(Image-grounded pointing data)
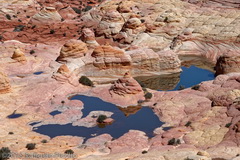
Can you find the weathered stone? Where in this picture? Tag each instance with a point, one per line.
(72, 49)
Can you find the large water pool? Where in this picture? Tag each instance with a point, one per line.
(189, 77)
(134, 117)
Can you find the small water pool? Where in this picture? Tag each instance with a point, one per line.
(143, 119)
(192, 76)
(38, 73)
(189, 77)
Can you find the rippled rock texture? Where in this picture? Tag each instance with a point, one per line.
(64, 40)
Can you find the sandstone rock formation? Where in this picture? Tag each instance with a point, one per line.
(227, 64)
(19, 56)
(126, 85)
(89, 38)
(4, 83)
(72, 49)
(107, 56)
(64, 75)
(46, 15)
(146, 61)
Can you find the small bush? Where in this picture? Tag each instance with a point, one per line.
(34, 26)
(69, 151)
(8, 17)
(196, 87)
(5, 153)
(44, 141)
(181, 87)
(31, 146)
(101, 118)
(174, 141)
(144, 152)
(52, 31)
(228, 125)
(148, 95)
(87, 8)
(188, 124)
(78, 11)
(32, 52)
(18, 28)
(86, 81)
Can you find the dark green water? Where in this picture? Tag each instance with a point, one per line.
(141, 118)
(144, 120)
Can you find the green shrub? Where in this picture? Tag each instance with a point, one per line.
(174, 141)
(86, 81)
(87, 8)
(188, 124)
(144, 152)
(8, 17)
(5, 153)
(32, 52)
(18, 28)
(196, 87)
(101, 118)
(148, 95)
(181, 87)
(228, 125)
(69, 151)
(31, 146)
(44, 141)
(52, 31)
(77, 10)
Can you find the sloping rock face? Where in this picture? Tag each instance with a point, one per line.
(217, 3)
(227, 64)
(4, 83)
(131, 141)
(145, 61)
(126, 85)
(89, 38)
(107, 56)
(72, 49)
(19, 56)
(46, 15)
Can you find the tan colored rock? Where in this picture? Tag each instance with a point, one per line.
(89, 38)
(111, 24)
(132, 141)
(19, 56)
(126, 85)
(72, 49)
(63, 69)
(47, 15)
(107, 57)
(227, 64)
(4, 83)
(133, 23)
(146, 60)
(64, 75)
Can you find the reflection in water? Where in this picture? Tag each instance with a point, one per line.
(189, 77)
(130, 110)
(144, 120)
(160, 82)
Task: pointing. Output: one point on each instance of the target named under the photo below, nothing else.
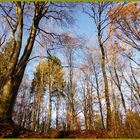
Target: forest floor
(13, 131)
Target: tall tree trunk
(49, 112)
(98, 96)
(57, 112)
(119, 88)
(108, 108)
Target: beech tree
(16, 16)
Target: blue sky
(84, 26)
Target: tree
(98, 13)
(126, 23)
(14, 14)
(48, 78)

What you have to do:
Print each record as it appears above, dropping every picture from the copy.

Exercise answer:
Can you find the weathered stone? Where in this picture? Tag each instance with a point, one per line.
(72, 49)
Can you find the large water pool? Where in this picture? Tag each instance with a point, one per line.
(189, 77)
(134, 117)
Can you find the small water pool? Where in this picture? Tag each instance with a point, one per line.
(143, 119)
(192, 76)
(38, 73)
(189, 77)
Can you find the rippled rock texture? Where in this picture? Tag each instance with a point, one per line.
(64, 40)
Can you find the sandstone rock formation? Where in this picture? Tag each instance with a point, one per line.
(227, 64)
(19, 56)
(126, 85)
(89, 38)
(4, 83)
(72, 49)
(107, 56)
(64, 75)
(46, 15)
(146, 61)
Can you find the small bush? Where in this picture? Tag each instance with a point, one per line.
(34, 26)
(69, 151)
(8, 17)
(196, 87)
(5, 153)
(44, 141)
(181, 87)
(31, 146)
(101, 118)
(174, 141)
(144, 152)
(52, 31)
(228, 125)
(148, 95)
(87, 8)
(188, 124)
(78, 11)
(32, 52)
(18, 28)
(86, 81)
Can you find the dark green water? Where in this picture? Tag each instance with a point, one per line.
(141, 118)
(144, 120)
Can you find the green shrub? Where in this picture? Tag each instance with a point, one per line.
(174, 141)
(86, 81)
(87, 8)
(188, 124)
(144, 152)
(8, 17)
(5, 153)
(32, 52)
(18, 28)
(196, 87)
(101, 118)
(148, 95)
(181, 87)
(228, 125)
(69, 151)
(31, 146)
(44, 141)
(52, 31)
(77, 10)
Can you find the sloping rock face? Where in this picture? Tag each instance with a point, one per line.
(217, 3)
(227, 64)
(4, 83)
(131, 141)
(145, 61)
(126, 85)
(89, 38)
(107, 56)
(72, 49)
(19, 56)
(46, 15)
Can you find the tan colored rock? Where in this picture? Tag each instance with a point, one per line.
(89, 38)
(111, 24)
(132, 141)
(19, 56)
(126, 85)
(72, 49)
(63, 69)
(47, 15)
(107, 57)
(227, 64)
(4, 83)
(133, 23)
(146, 60)
(64, 75)
Can you find the reflection in water? Where in this picture? Tag each instance with a point, one per line.
(189, 77)
(130, 110)
(144, 120)
(160, 82)
Task: pointing. Output: one point on each instance of the target named under the photo below, nothing else.
Target: forest floor
(13, 131)
Target: tall tree trunk
(49, 112)
(98, 96)
(57, 112)
(119, 88)
(108, 108)
Target: beech tree
(16, 16)
Target: blue sky
(84, 26)
Target: tree
(98, 13)
(126, 23)
(14, 14)
(48, 78)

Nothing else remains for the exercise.